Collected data
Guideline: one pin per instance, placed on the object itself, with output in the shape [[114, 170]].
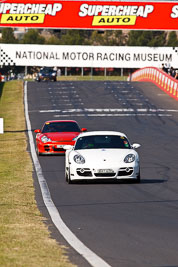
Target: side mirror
[[136, 146], [37, 131], [84, 130], [67, 147]]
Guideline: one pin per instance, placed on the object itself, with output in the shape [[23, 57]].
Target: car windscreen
[[46, 70], [102, 141], [60, 127]]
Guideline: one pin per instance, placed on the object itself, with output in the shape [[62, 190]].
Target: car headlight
[[129, 158], [79, 159], [45, 139]]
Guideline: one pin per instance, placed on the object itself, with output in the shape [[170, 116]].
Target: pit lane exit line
[[93, 259], [108, 110]]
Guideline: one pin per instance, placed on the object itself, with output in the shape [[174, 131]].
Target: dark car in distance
[[46, 73]]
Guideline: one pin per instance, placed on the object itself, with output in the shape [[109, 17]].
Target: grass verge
[[24, 237]]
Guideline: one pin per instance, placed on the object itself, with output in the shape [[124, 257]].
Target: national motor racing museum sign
[[87, 56], [89, 14]]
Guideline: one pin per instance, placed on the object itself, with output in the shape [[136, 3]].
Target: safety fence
[[163, 80]]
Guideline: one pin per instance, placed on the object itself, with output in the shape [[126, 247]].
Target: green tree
[[73, 37], [172, 39], [109, 37], [33, 37], [53, 40], [8, 36]]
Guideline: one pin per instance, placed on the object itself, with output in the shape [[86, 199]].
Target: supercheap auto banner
[[87, 56], [89, 14]]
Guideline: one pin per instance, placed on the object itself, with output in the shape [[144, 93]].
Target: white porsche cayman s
[[102, 155]]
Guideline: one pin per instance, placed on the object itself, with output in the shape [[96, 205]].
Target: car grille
[[125, 171], [58, 149], [84, 172], [105, 174]]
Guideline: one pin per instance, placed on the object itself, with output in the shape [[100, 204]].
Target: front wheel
[[138, 179], [67, 176]]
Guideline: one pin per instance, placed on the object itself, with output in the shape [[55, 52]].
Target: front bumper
[[52, 148], [88, 173]]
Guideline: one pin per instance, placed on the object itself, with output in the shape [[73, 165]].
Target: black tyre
[[68, 180]]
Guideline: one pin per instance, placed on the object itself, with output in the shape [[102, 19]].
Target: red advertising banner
[[89, 14]]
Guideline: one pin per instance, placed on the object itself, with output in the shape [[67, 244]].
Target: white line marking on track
[[110, 110], [113, 115], [89, 255]]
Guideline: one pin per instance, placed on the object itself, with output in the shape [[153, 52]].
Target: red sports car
[[55, 134]]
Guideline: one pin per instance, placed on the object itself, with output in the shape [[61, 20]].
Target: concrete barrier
[[163, 80]]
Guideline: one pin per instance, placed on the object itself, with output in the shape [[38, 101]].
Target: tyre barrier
[[163, 80]]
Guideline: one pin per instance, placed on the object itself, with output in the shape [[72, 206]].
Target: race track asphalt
[[127, 225]]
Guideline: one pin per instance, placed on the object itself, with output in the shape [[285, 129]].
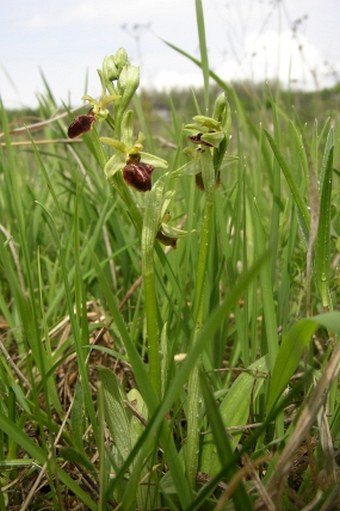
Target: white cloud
[[272, 56], [165, 80]]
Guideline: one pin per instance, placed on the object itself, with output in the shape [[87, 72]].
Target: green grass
[[135, 375]]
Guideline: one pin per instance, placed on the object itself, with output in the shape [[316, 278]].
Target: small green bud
[[127, 84], [113, 64]]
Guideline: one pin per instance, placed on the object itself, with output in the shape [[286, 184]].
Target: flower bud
[[127, 84], [113, 64]]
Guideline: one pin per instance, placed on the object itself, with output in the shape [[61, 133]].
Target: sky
[[296, 41]]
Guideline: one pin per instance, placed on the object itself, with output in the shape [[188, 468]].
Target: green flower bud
[[127, 84], [113, 64]]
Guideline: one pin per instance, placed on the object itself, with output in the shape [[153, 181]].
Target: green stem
[[151, 223], [193, 410]]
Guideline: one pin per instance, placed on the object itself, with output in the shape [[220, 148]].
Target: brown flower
[[138, 174], [81, 124]]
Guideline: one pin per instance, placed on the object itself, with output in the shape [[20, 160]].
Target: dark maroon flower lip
[[81, 124], [138, 174], [197, 139]]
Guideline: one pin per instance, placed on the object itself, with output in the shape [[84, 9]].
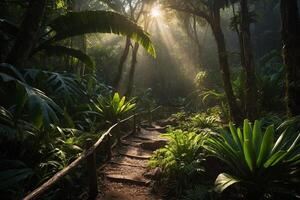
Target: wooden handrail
[[45, 186]]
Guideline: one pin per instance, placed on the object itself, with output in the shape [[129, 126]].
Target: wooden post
[[134, 124], [92, 172]]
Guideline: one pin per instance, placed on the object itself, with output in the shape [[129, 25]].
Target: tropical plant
[[112, 107], [180, 160], [256, 159], [79, 23]]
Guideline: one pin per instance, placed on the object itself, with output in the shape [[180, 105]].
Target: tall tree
[[27, 36], [247, 61], [210, 11], [291, 53]]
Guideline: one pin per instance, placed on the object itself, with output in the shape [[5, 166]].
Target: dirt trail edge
[[126, 176]]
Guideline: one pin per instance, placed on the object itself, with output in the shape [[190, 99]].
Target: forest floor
[[127, 176]]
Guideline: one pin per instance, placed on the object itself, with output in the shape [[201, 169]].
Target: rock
[[154, 174], [170, 121], [153, 145]]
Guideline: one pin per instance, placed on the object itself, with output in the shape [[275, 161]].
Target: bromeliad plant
[[255, 158], [113, 108]]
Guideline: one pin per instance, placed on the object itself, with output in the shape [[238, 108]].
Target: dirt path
[[125, 176]]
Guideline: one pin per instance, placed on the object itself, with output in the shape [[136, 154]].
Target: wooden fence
[[89, 156]]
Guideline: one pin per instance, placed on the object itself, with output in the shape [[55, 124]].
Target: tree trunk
[[234, 109], [291, 54], [132, 69], [247, 62], [29, 30], [121, 64]]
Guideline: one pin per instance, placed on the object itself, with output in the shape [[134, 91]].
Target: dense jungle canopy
[[214, 83]]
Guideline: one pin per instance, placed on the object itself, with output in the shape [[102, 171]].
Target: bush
[[255, 160], [180, 160]]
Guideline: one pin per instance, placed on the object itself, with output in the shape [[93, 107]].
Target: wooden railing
[[89, 156]]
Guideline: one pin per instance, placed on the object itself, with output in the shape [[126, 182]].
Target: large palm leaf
[[79, 23], [42, 108], [57, 50]]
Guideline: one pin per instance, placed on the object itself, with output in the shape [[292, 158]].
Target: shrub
[[180, 160], [255, 159]]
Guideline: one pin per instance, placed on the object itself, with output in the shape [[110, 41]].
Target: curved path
[[126, 176]]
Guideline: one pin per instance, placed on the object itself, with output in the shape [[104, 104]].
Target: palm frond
[[56, 50], [79, 23]]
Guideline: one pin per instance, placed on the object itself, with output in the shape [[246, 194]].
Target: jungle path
[[126, 176]]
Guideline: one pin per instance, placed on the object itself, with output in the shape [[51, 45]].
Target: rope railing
[[89, 156]]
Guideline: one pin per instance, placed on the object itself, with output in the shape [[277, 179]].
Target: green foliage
[[199, 192], [78, 23], [56, 50], [112, 107], [198, 122], [180, 160], [255, 157]]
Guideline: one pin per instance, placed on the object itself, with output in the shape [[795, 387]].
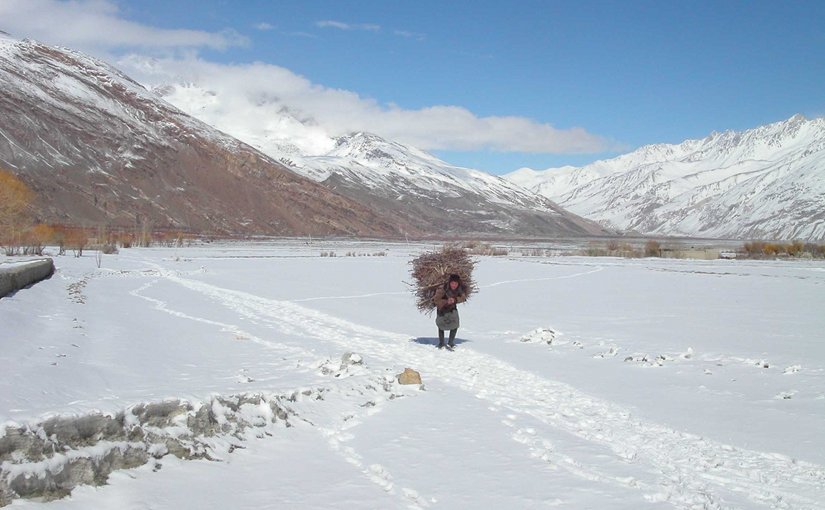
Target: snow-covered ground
[[577, 382]]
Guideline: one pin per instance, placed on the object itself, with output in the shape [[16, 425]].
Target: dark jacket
[[442, 294]]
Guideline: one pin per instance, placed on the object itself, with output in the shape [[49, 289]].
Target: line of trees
[[19, 235]]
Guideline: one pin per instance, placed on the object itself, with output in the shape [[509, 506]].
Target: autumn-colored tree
[[38, 236], [76, 240], [15, 198]]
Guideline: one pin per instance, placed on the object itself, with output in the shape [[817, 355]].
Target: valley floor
[[576, 383]]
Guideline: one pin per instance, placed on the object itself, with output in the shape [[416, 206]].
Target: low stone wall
[[17, 276]]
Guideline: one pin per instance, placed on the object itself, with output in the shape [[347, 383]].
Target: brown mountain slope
[[98, 148]]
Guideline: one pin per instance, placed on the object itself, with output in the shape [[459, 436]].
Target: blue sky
[[601, 77]]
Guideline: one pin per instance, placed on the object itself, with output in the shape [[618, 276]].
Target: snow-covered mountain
[[767, 183], [98, 148], [398, 179]]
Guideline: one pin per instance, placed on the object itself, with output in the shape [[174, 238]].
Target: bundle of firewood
[[431, 270]]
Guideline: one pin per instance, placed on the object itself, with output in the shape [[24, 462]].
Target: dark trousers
[[441, 336]]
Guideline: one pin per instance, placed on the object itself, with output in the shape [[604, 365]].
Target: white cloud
[[409, 35], [245, 94], [97, 26], [348, 26], [248, 93]]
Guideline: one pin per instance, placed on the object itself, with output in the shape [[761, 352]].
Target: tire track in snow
[[335, 434], [690, 471]]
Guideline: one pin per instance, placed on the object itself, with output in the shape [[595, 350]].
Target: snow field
[[577, 383]]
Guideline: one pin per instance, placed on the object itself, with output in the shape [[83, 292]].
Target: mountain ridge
[[764, 183]]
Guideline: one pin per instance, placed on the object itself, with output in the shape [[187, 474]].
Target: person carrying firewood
[[446, 298]]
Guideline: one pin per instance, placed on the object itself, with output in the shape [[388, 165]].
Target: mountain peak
[[767, 182]]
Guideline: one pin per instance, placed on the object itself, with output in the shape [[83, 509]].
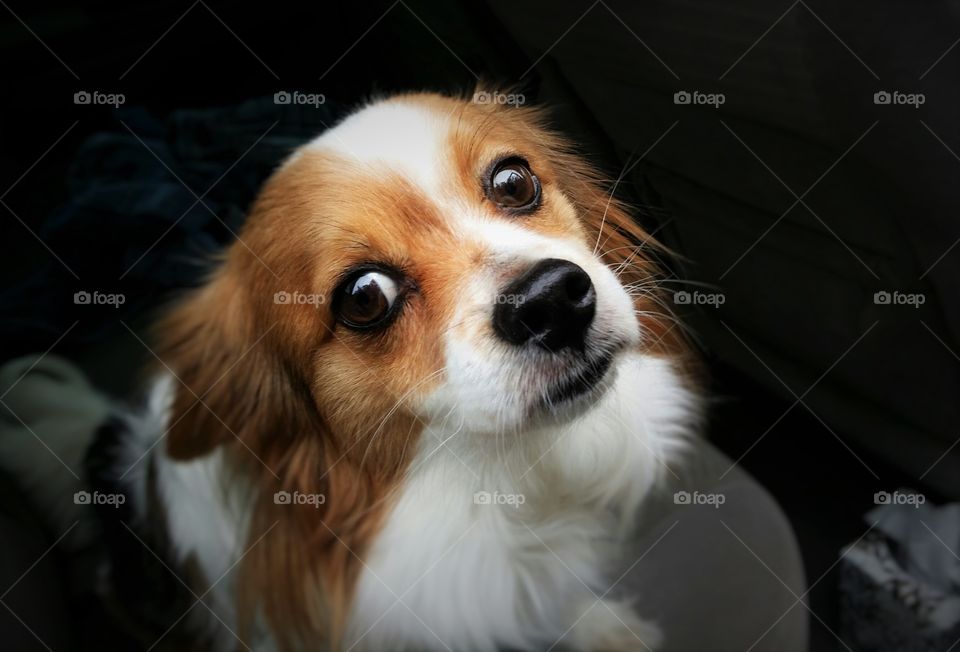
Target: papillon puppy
[[418, 403]]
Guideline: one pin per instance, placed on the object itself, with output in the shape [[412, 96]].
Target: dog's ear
[[229, 385]]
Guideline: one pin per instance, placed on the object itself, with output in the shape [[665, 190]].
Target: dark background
[[878, 383]]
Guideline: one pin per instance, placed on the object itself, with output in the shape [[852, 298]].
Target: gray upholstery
[[724, 578]]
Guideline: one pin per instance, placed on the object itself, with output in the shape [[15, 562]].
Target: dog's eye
[[367, 299], [513, 185]]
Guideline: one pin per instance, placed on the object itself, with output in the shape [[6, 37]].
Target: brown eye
[[513, 185], [367, 299]]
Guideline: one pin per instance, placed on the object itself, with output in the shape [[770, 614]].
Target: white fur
[[446, 572], [479, 577]]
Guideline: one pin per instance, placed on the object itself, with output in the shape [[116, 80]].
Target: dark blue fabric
[[133, 225]]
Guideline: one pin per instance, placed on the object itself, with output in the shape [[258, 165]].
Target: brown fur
[[301, 403]]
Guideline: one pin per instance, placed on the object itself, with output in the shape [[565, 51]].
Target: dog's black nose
[[550, 305]]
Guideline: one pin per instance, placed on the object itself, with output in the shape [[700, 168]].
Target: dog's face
[[427, 263], [452, 271]]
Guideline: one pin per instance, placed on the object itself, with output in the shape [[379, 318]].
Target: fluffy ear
[[240, 389], [230, 387]]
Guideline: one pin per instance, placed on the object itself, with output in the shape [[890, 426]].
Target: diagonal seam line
[[798, 198], [939, 59], [759, 38], [942, 542], [39, 559], [40, 240], [42, 156], [839, 40], [40, 40], [562, 36], [800, 399], [440, 40], [26, 626], [240, 40], [37, 361], [362, 36]]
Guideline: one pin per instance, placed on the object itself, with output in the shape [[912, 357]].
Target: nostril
[[577, 285], [558, 306]]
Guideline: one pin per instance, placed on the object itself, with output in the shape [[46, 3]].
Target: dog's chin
[[576, 393]]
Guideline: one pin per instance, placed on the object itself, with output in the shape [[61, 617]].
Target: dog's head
[[426, 261]]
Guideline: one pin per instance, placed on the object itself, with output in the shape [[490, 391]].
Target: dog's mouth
[[582, 382]]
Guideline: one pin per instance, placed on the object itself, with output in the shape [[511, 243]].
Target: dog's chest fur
[[501, 545]]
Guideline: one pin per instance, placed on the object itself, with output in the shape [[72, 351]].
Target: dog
[[419, 401]]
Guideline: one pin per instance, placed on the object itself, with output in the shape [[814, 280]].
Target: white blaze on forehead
[[409, 138]]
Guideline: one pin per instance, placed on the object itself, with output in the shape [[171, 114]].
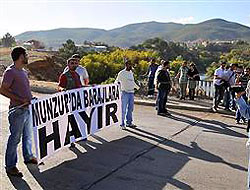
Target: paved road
[[191, 150]]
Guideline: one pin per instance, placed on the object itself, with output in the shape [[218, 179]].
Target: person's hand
[[239, 94], [24, 101]]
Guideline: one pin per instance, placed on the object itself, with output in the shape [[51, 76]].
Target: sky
[[18, 16]]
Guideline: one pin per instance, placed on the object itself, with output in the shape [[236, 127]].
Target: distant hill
[[132, 34]]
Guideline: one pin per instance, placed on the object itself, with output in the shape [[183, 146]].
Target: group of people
[[225, 78], [15, 85], [187, 76]]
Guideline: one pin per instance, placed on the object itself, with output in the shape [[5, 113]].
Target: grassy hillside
[[215, 29]]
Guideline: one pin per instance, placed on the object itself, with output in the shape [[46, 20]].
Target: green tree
[[69, 48], [104, 67], [8, 40]]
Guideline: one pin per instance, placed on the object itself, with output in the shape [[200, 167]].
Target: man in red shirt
[[70, 79]]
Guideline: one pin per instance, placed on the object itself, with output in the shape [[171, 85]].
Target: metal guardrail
[[204, 89]]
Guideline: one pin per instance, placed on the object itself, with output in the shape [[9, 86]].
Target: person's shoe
[[214, 109], [131, 125], [14, 172], [161, 114], [123, 127], [237, 122], [31, 161], [72, 145], [227, 109], [167, 114]]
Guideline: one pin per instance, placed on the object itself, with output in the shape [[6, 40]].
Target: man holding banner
[[70, 79], [126, 79], [15, 86]]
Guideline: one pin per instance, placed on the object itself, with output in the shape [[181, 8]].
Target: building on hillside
[[89, 48], [33, 44]]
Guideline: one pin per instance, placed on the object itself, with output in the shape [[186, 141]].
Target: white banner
[[72, 115]]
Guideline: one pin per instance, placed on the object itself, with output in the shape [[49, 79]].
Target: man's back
[[17, 80]]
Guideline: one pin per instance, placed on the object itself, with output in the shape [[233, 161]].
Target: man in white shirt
[[230, 79], [81, 71], [126, 79], [219, 77]]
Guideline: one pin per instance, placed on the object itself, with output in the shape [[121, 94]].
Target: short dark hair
[[70, 59], [17, 51], [164, 62], [76, 56]]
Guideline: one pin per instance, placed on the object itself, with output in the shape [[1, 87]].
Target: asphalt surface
[[190, 150]]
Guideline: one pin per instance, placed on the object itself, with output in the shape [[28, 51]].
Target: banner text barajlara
[[49, 109]]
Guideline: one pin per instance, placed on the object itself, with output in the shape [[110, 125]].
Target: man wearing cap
[[230, 77], [126, 79], [151, 76], [219, 77], [163, 83], [70, 79], [15, 86], [81, 71]]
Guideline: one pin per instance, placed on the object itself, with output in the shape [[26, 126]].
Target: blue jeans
[[20, 125], [151, 86], [161, 100], [218, 96], [127, 107], [183, 88]]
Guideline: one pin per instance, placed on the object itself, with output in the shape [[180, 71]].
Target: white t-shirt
[[126, 78], [81, 71], [230, 76], [220, 73]]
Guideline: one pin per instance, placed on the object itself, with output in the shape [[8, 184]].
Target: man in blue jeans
[[244, 109], [126, 79], [15, 86]]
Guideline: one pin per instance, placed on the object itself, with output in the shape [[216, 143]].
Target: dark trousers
[[218, 96], [161, 100], [191, 93], [151, 86]]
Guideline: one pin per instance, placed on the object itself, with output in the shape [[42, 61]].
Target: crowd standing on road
[[231, 84], [15, 86]]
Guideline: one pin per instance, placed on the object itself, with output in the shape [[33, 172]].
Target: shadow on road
[[193, 151], [212, 126], [127, 163], [19, 183]]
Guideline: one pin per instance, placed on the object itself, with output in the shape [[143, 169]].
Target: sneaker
[[14, 172], [214, 109], [123, 127], [161, 114], [31, 161], [72, 145], [168, 114], [131, 125], [227, 109]]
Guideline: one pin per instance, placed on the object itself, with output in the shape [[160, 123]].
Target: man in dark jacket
[[163, 85]]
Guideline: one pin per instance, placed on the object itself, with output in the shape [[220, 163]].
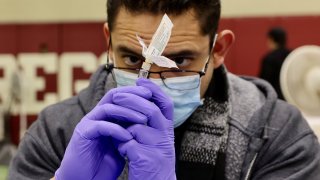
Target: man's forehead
[[145, 24], [186, 34]]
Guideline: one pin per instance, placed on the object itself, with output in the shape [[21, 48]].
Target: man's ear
[[107, 35], [224, 42]]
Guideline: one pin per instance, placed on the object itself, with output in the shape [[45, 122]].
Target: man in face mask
[[195, 121]]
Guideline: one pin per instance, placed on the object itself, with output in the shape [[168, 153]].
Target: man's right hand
[[92, 151]]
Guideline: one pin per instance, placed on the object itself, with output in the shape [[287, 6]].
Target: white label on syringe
[[161, 38]]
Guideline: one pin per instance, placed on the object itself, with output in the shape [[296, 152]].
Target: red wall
[[244, 57]]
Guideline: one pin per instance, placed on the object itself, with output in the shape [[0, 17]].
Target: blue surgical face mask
[[185, 101]]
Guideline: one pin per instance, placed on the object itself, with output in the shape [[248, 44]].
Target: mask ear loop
[[207, 62]]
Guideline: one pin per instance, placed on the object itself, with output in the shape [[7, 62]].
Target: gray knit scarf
[[207, 133]]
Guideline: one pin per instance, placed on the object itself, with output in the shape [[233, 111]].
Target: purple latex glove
[[151, 153], [92, 152]]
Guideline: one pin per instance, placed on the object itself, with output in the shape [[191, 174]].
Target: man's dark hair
[[279, 36], [207, 11]]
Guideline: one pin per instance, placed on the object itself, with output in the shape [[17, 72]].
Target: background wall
[[59, 27]]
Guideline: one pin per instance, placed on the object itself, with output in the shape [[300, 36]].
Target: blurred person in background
[[272, 62], [195, 122]]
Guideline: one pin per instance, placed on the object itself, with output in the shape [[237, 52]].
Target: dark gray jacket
[[268, 139]]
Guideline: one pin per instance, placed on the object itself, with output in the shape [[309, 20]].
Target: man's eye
[[132, 60], [182, 62]]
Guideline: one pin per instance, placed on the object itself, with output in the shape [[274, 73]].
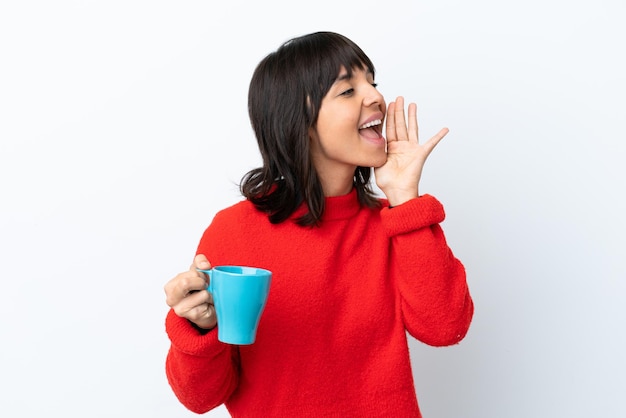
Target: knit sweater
[[332, 340]]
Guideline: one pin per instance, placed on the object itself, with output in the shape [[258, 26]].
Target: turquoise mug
[[239, 296]]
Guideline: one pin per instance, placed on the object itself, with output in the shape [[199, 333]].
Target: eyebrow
[[345, 76]]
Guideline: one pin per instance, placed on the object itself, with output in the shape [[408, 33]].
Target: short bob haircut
[[284, 99]]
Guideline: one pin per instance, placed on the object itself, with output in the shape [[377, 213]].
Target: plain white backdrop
[[123, 129]]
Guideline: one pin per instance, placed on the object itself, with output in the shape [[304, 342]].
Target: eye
[[347, 92]]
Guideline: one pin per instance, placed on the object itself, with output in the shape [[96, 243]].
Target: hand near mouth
[[399, 177]]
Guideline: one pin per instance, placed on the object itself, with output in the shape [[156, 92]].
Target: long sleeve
[[437, 307], [201, 370]]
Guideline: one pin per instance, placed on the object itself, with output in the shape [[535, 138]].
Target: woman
[[352, 272]]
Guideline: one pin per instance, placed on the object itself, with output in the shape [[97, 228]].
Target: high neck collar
[[336, 207]]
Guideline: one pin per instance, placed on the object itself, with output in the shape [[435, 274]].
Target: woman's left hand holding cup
[[188, 296]]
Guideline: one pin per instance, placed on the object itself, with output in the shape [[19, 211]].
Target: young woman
[[352, 272]]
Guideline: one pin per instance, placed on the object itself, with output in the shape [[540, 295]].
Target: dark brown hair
[[284, 99]]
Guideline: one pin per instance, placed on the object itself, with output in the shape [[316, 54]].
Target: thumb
[[200, 262]]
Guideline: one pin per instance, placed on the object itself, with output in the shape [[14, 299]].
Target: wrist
[[396, 198]]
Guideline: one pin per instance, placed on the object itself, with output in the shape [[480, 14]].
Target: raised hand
[[399, 177]]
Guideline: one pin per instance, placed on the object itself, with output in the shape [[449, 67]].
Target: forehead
[[345, 74]]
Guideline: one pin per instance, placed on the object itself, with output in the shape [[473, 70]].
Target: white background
[[124, 128]]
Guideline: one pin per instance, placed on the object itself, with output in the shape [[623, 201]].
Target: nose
[[373, 97]]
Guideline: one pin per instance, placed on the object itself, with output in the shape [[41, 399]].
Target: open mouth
[[372, 130]]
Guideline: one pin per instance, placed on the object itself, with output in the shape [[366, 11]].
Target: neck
[[337, 185]]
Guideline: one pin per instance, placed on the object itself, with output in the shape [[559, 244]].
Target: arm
[[436, 304], [202, 371]]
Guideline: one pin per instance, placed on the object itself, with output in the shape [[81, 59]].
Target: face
[[348, 132]]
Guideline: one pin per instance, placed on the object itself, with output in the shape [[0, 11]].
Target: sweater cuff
[[186, 338], [412, 215]]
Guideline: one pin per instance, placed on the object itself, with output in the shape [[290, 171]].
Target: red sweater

**Aim**
Copy out the lines beginning at the one that contains "shape [[618, 276]]." and ending after the one that contains "[[767, 183], [98, 148], [398, 179]]", changing "snow-covered mountain" to "snowy peak" and leaving everything else the same.

**Task solution**
Guideline: one pin per instance, placed on the object itself, with output in the shape [[618, 276]].
Target: snowy peak
[[767, 183], [98, 148], [398, 179]]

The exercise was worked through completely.